_THE TASK_
Tally the lines in the records below that contain the string "pale", matching case exactly, and reply with the number alone.

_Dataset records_
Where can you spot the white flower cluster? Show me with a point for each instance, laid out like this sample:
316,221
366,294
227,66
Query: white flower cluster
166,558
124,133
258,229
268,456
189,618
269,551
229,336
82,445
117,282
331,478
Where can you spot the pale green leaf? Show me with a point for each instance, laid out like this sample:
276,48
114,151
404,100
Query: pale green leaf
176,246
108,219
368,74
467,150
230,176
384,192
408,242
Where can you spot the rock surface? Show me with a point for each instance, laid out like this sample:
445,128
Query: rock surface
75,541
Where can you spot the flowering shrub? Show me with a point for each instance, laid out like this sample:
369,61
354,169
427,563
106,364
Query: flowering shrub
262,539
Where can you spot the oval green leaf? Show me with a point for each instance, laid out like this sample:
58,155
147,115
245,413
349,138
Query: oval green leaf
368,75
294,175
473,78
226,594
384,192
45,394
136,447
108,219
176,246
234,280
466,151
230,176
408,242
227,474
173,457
...
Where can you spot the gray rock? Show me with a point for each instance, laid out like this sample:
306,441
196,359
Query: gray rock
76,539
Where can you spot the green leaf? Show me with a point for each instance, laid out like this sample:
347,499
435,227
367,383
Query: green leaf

_REPLY_
2